- Your goal
Write out the listing below again, precisely as it is given.
START Supplied data
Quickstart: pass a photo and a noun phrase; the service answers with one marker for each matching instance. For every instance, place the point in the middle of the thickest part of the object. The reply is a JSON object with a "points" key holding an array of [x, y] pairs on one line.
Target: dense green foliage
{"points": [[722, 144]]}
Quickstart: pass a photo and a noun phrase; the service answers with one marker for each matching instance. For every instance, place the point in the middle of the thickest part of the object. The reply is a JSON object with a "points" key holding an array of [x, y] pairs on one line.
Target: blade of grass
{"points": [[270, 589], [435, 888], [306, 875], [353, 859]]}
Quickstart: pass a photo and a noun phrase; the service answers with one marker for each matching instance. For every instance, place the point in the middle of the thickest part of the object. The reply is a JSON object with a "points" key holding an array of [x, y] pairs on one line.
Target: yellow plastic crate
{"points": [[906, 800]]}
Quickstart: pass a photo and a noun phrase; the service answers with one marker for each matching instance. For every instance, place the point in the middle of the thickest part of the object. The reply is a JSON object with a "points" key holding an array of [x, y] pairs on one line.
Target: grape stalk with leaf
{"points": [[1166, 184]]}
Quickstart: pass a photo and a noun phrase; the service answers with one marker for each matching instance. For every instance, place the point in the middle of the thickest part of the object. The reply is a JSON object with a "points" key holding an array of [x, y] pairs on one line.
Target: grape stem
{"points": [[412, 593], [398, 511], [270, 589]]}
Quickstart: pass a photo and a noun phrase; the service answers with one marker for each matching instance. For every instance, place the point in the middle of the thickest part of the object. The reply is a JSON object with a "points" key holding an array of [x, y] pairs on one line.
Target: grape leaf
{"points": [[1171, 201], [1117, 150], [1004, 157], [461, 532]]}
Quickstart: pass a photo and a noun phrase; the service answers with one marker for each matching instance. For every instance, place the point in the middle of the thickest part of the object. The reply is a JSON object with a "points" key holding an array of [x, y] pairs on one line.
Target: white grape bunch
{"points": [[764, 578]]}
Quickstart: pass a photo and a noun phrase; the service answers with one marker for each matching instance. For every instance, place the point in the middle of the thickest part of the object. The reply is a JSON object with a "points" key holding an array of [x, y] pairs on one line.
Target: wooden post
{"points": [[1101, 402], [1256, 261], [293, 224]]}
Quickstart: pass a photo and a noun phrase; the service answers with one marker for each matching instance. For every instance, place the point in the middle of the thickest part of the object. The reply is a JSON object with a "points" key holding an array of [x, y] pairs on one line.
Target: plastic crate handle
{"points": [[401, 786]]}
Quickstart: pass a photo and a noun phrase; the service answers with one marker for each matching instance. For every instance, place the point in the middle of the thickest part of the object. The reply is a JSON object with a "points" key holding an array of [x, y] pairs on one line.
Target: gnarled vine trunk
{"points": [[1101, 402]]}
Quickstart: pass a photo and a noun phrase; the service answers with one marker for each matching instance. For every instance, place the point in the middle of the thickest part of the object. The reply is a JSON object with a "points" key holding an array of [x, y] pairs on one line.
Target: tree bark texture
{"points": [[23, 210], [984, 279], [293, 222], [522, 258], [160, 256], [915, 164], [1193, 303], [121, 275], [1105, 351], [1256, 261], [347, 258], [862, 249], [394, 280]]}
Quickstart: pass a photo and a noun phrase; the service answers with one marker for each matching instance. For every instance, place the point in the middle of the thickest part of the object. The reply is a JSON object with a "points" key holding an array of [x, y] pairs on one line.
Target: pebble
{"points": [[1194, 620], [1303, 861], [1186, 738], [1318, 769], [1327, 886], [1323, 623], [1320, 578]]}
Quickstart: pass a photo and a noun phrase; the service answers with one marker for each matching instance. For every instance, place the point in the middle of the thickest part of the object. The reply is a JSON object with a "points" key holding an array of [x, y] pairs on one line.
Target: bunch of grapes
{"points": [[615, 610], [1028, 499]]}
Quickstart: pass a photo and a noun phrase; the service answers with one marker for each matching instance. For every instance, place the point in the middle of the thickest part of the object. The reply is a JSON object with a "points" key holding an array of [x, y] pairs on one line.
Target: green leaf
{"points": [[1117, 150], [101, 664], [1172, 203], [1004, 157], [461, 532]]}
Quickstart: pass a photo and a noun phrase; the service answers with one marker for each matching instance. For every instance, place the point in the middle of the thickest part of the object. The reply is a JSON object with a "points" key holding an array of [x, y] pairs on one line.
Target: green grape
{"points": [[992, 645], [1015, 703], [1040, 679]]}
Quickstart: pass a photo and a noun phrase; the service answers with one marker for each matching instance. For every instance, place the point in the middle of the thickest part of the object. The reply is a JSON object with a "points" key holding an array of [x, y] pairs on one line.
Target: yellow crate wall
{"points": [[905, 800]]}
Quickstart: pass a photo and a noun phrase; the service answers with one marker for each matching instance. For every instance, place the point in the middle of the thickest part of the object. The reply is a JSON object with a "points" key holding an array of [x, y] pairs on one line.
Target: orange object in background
END Supplied data
- Output for this exercise
Quickstart: pass a photo and a noun phrase; the service answers with one marker for each matching instance. For every instance, place the point in the middle of the thickest part of the object. The reply is a JSON object with a "points" key holding an array of [x, y] pairs on one line.
Target: dense green foliage
{"points": [[722, 144]]}
Quickstart: pass a photo and a noun phrase; the service answers with one marker for each matching instance. For every instance, place the point in the middle of the thickest part of the object. The reply is a JSON object with a "points" key holding an array of [x, y] pairs on one line.
Target: blade of grass
{"points": [[270, 589], [435, 888], [306, 875], [353, 859]]}
Quickstart: pass a photo and a noun phrase; the service answers with one marker for each matching instance. For every instance, place the point in the middle of the thickest part of the object. The reply is a JSON object with a "points" key holding an array of [x, y] pairs on one line.
Target: yellow plastic crate
{"points": [[906, 800]]}
Quickstart: pass a photo and a noun phrase; the service answers with one marker for each matching instance. For every instance, place the point in the middle of the thickest part of the object. The reply is a JSON object with a "points" key holding an array of [x, y] pairs on one line.
Target: grape stalk with leaf
{"points": [[1166, 184]]}
Quickstart: pass a photo and a noun phrase; the service answers with one marker for each matching instance. For every instance, place the point in the middle of the thickest part of the object. The reply is a JSON object with a "points" key holding an array of [x, y] pairs on one line.
Target: grape stem
{"points": [[412, 593], [398, 511], [270, 589]]}
Quickstart: pass a photo and a noun phrase; the service answers with one marker for each matching instance. For every instance, place the point in the middle of the thickest part of the object. The reply is a JSON object with a "points" key holding an array of [x, y] pairs on one line.
Target: grape leaf
{"points": [[1171, 201], [1117, 150], [1004, 157], [461, 532]]}
Quickstart: pass a photo and a noun phrase; the service answers with one marker for each matching instance. For every instance, place the point in the middle of the thickest part of the object. The reply is a JSON object with a "points" key holding an array of [x, y] pairs on one line.
Target: white grape bunch
{"points": [[764, 578]]}
Quickstart: pass a photo and a noun phrase; the service answers with one marker for each matching instance. For every instance, place the point in the middle of the thickest part of the object. The reply is a JSON object with a "points" key holding an array of [x, y] pairs on one line.
Target: wooden post
{"points": [[1101, 402], [1256, 261], [293, 224]]}
Quickstart: pass a photo and a noun phrase; the service answers with one marker for each matching instance. For every instance, place the point in the middle of the thickest part of the object. The reply is a JSON object with a "points" key holding an array of [x, y] pairs on one line.
Target: plastic crate handle
{"points": [[401, 786]]}
Quickstart: pass a photo and a noun phrase; the service answers with one marker for each matching instance. For every instance, place the point in the middle of the thickest part of the object. The reply is a JSON object with a "points" key holding an array of [x, y] pairs on one line.
Target: gnarled vine trunk
{"points": [[1101, 402]]}
Quickstart: pass a photo and a noun phrase; the service answers with one marker for each matching instance. For every instance, place the point in the middle of the thickest part of the object. The reply is a JSON object with a "points" key holding an array of [x, y] pairs on one line.
Target: tree bark texture
{"points": [[23, 210], [984, 279], [293, 222], [522, 258], [160, 256], [915, 164], [1193, 303], [121, 275], [1105, 351], [1256, 261], [347, 258], [862, 249], [394, 280]]}
Quickstart: pass a photo and a noun phrase; the service answers with one marker for each matching instance. For every instance, place the point in the middle of the thickest part of the object. The reply is a JSON object with a "points" key holding an array of [x, y] pairs on one line.
Target: pebble
{"points": [[1194, 620], [1303, 861], [1186, 738], [1318, 769], [1327, 886], [1323, 623], [1320, 578]]}
Quickstart: pass a photo and a noun phrase; the service answers with one marker for each matching instance. For every instance, place the point in the middle of the thickest part of the object. The reply is a JSON object with a "points" key holding an array of [x, y] pairs on one line.
Target: bunch of grapes
{"points": [[615, 610], [1028, 499]]}
Quickstart: pass a photo and a noun phrase; the service answers with one marker for each matching instance. For every instance, place the point in the middle of the thickest part of the object. The reply is a JSON object with a "points" key holding an array of [x, y] pairs on one line.
Target: green leaf
{"points": [[1117, 150], [101, 664], [1172, 203], [1004, 157], [461, 532]]}
Quickstart: pass a photo and a noun phrase; the service answers with one marker for each matching instance. For every instance, place the point in the middle of the thickest part of the object. The reply is a JSON object with a "points" key holding an array of [x, y] pairs on one line.
Target: green grape
{"points": [[992, 645], [1015, 703], [1040, 679]]}
Quickstart: pass a photo and a noun phrase; the service answers with one marker for each matching instance. For every instance, place the point in the middle of the thickest part of the object. The reply is a JSON object with a "points" key holding an array of [x, y] pairs on one line.
Target: yellow crate wall
{"points": [[905, 800]]}
Quickstart: pass a photo and a noun phrase; the service answers with one marker for each matching instance. For every instance, place the point in the middle of the thickest part of the object. The reply is a JSON object with a "points" key holding an array of [x, y] pairs on one line.
Target: orange object in background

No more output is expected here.